> _Your goal_: Pick out every line of the records that contains the string "clicks", matching case exactly, and copy each one.

(Beginning of Material provided)

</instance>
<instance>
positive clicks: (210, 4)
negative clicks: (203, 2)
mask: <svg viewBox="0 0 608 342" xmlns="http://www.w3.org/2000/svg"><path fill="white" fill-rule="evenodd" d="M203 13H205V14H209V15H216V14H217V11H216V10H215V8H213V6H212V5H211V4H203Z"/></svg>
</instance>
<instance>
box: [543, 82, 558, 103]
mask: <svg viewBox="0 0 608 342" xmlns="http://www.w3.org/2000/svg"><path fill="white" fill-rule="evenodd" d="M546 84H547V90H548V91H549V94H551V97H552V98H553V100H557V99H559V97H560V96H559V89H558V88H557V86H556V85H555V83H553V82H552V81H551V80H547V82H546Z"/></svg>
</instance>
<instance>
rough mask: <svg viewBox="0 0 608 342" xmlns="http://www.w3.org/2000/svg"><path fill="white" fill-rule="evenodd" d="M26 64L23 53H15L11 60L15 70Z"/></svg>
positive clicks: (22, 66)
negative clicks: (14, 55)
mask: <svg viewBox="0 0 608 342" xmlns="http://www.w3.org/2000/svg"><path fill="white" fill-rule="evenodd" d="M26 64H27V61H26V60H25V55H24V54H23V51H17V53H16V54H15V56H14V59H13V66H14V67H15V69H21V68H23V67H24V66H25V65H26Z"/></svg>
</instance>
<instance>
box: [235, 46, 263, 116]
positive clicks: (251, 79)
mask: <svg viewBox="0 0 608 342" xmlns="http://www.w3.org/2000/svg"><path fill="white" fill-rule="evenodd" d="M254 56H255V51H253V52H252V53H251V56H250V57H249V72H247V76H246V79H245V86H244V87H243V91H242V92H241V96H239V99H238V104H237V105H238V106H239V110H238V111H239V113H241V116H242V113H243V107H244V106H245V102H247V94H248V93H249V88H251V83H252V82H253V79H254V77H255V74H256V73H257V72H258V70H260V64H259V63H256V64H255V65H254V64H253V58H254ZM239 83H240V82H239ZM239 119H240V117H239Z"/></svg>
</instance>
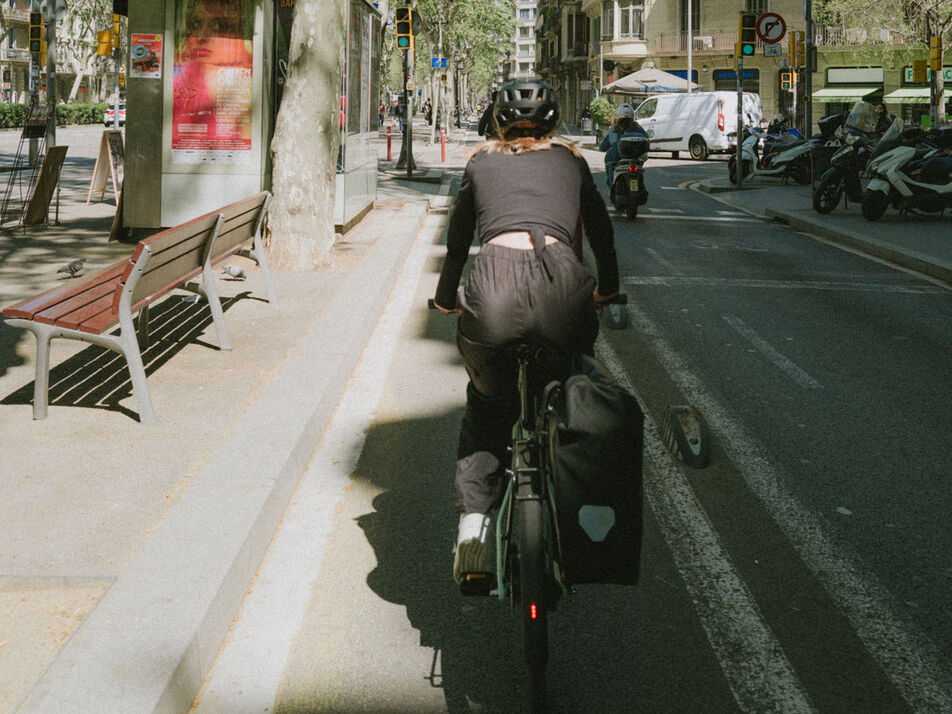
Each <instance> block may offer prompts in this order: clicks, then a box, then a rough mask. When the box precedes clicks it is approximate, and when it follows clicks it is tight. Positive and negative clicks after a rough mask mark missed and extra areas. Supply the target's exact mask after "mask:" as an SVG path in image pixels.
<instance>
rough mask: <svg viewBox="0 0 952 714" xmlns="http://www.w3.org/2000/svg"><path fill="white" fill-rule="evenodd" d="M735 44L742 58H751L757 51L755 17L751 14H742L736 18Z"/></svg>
mask: <svg viewBox="0 0 952 714" xmlns="http://www.w3.org/2000/svg"><path fill="white" fill-rule="evenodd" d="M737 44H738V46H739V49H740V54H741V55H743V56H744V57H753V56H754V51H755V50H756V49H757V15H755V14H754V13H752V12H742V13H740V14H739V15H738V18H737Z"/></svg>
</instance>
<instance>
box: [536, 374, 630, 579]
mask: <svg viewBox="0 0 952 714" xmlns="http://www.w3.org/2000/svg"><path fill="white" fill-rule="evenodd" d="M606 374H607V372H605V370H599V369H598V368H596V367H595V365H594V363H593V362H588V363H587V364H586V369H585V370H584V372H583V373H582V374H576V375H572V376H571V377H569V378H568V379H567V380H566V381H565V382H564V383H563V384H558V383H553V384H551V385H549V387H548V388H547V397H546V399H547V404H549V405H551V406H552V407H553V408H554V410H555V412H556V414H557V416H558V418H557V419H550V420H549V428H548V434H549V459H550V463H551V467H552V476H553V479H554V482H555V508H556V520H557V525H558V537H559V547H560V552H561V557H560V566H561V569H562V574H563V578H564V580H565V582H566V583H568V584H578V583H618V584H622V585H632V584H634V583H636V582H637V581H638V570H639V565H640V559H641V533H642V475H641V470H642V463H641V462H642V447H643V441H644V433H643V428H644V415H643V414H642V411H641V408H640V407H639V406H638V402H637V400H636V399H635V398H634V397H633V396H632V395H631V394H630V393H629V392H628V391H626V390H625V389H624V388H623V387H621V386H620V385H619V384H617V383H615V382H614V381H612V380H611V379H610V378H608V377H606V376H605V375H606Z"/></svg>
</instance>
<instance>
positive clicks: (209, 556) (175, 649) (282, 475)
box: [18, 200, 429, 714]
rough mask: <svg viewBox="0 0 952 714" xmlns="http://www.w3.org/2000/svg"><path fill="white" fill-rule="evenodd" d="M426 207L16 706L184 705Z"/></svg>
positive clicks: (50, 707)
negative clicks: (35, 685)
mask: <svg viewBox="0 0 952 714" xmlns="http://www.w3.org/2000/svg"><path fill="white" fill-rule="evenodd" d="M428 209H429V203H428V202H427V201H425V200H423V201H414V202H408V203H407V204H406V205H405V206H404V208H403V210H402V211H400V212H395V213H394V218H393V219H392V221H391V224H392V225H393V227H394V230H392V231H387V232H386V233H385V234H384V235H386V239H378V240H376V241H375V242H374V244H373V245H372V246H370V247H369V248H368V250H367V252H366V254H365V255H364V256H363V257H362V258H361V260H360V262H359V263H358V264H357V265H356V266H355V267H354V268H353V270H352V272H351V273H350V274H349V275H348V276H347V278H346V280H345V281H344V283H343V285H342V286H341V288H340V290H339V291H338V292H337V294H336V295H335V297H334V299H333V300H332V301H331V302H330V303H329V304H327V305H326V306H325V309H324V311H323V314H322V315H321V317H320V318H319V319H318V320H317V322H316V323H315V324H314V325H313V326H312V327H311V329H310V330H309V331H308V332H307V334H305V335H304V337H303V338H302V339H301V341H300V343H299V344H298V346H297V348H296V349H295V350H294V352H293V353H292V354H291V355H290V356H289V357H288V359H287V360H286V362H285V363H284V365H283V366H282V367H281V368H280V371H279V372H278V373H277V374H276V376H275V377H274V378H273V379H272V381H271V382H270V383H269V384H268V386H267V388H266V389H265V390H264V391H263V392H262V394H261V395H260V396H259V397H258V399H256V400H255V402H254V403H253V404H252V405H251V406H250V407H249V409H248V411H247V413H246V414H245V416H244V417H243V418H242V419H241V421H239V422H238V423H237V424H236V426H235V428H234V429H233V431H232V432H231V433H230V434H229V435H228V436H227V437H226V438H225V440H224V442H223V444H222V447H221V448H220V449H219V450H218V451H217V452H216V453H215V454H214V455H213V456H212V457H211V458H210V459H209V461H208V463H207V464H206V465H205V466H204V467H203V468H202V470H201V471H200V472H199V473H198V474H197V475H196V477H195V479H194V481H193V484H192V485H191V487H190V488H189V489H188V491H187V492H186V493H185V494H184V495H183V496H182V498H181V500H180V501H179V503H178V504H177V505H176V506H175V508H174V509H173V510H172V512H171V513H170V514H169V516H168V517H167V518H166V519H165V521H164V522H163V523H162V524H161V526H159V528H158V529H157V530H156V531H155V533H154V534H153V535H152V536H151V537H150V538H149V540H148V541H147V542H145V543H144V544H143V546H142V547H141V549H140V551H139V553H138V554H137V555H136V557H135V559H134V560H133V561H132V562H131V563H130V565H129V566H128V568H127V569H126V571H125V572H124V573H123V574H122V575H121V577H120V578H119V579H118V581H117V582H116V583H115V584H114V585H113V586H112V587H111V588H110V589H109V591H108V592H107V593H106V594H105V595H104V596H103V598H102V600H101V601H100V602H99V604H98V605H97V607H96V608H95V609H94V610H93V612H92V613H91V614H90V615H89V616H88V617H87V618H86V620H85V621H84V623H83V625H82V626H81V628H80V629H79V630H78V631H77V632H76V633H75V634H74V635H73V637H72V638H71V639H70V640H69V642H68V643H67V644H66V645H65V646H64V647H63V649H62V650H61V651H60V653H59V655H58V656H57V658H56V659H55V660H54V662H53V663H52V664H51V665H50V667H49V668H48V669H47V670H46V672H45V673H44V675H43V677H42V678H41V679H40V680H39V682H38V683H37V684H36V686H35V687H34V689H33V691H32V692H31V693H30V695H29V696H28V697H27V699H26V700H25V701H24V703H23V704H22V706H21V707H20V709H18V711H20V712H24V713H34V712H43V713H48V712H71V713H73V714H81V713H84V712H89V714H94V713H95V714H98V713H100V712H170V713H171V712H175V713H176V714H178V713H180V712H183V711H188V709H189V708H190V707H191V705H192V702H193V699H194V697H195V696H196V694H197V693H198V691H199V689H200V688H201V685H202V682H203V680H204V678H205V676H206V675H207V673H208V672H209V670H210V669H211V666H212V664H213V663H214V660H215V657H216V656H217V654H218V652H219V650H220V648H221V643H222V642H223V640H224V639H225V637H226V635H227V632H228V628H229V626H230V625H231V622H232V620H233V618H234V616H235V614H236V613H237V612H238V610H239V608H240V605H241V603H242V600H243V597H244V595H245V592H246V589H247V587H248V584H249V583H250V582H251V580H252V579H253V577H254V574H255V571H256V569H257V567H258V564H259V563H260V562H261V559H262V557H263V556H264V554H265V552H266V550H267V548H268V546H269V544H270V542H271V539H272V537H273V535H274V531H275V529H276V528H277V527H278V526H279V523H280V520H281V517H282V516H283V514H284V512H285V510H286V508H287V505H288V503H289V501H290V499H291V497H292V495H293V493H294V491H295V488H296V487H297V484H298V482H299V481H300V478H301V475H302V474H303V473H304V471H305V468H306V466H307V462H308V460H309V459H310V457H311V454H312V453H313V450H314V448H315V447H316V445H317V443H318V442H319V440H320V438H321V436H322V434H323V432H324V430H325V428H326V426H327V424H328V422H329V421H330V418H331V417H332V415H333V413H334V410H335V408H336V406H337V403H338V401H339V399H340V395H341V394H342V393H343V390H344V388H345V387H346V383H347V380H348V378H349V376H350V374H351V372H352V371H353V368H354V366H355V364H356V363H357V361H358V359H359V358H360V355H361V352H362V350H363V347H364V344H365V343H366V340H367V338H368V336H369V334H370V332H371V331H372V329H373V327H374V324H375V322H376V320H377V317H378V315H379V314H380V312H381V310H382V309H383V307H384V304H385V302H386V300H387V299H388V296H389V294H390V291H391V289H392V287H393V285H394V283H395V282H396V279H397V277H398V276H399V274H400V272H401V270H402V268H403V265H404V262H405V259H406V256H407V255H408V254H409V252H410V250H409V248H410V246H411V245H412V243H413V240H414V239H415V238H416V236H417V234H418V233H419V231H420V229H421V226H422V224H423V220H424V217H425V215H426V213H427V212H428ZM316 307H319V306H316Z"/></svg>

(End of Material provided)

> _Final answer_:
positive clicks: (210, 4)
negative clicks: (203, 2)
positive clicks: (22, 66)
negative clicks: (14, 55)
positive clicks: (251, 79)
Each <instance> block may offer prompts in this order: clicks, then a box, then a rough mask. When the box precedes clicks it is approximate, and when it follows clicks it is tight. Positive and negative clicks after a rough mask mark missed and extra areas. Supply the target's exact mask after "mask:" as an SVG path in image pixels.
positive clicks: (209, 556) (175, 649) (282, 475)
positive clicks: (50, 707)
negative clicks: (35, 685)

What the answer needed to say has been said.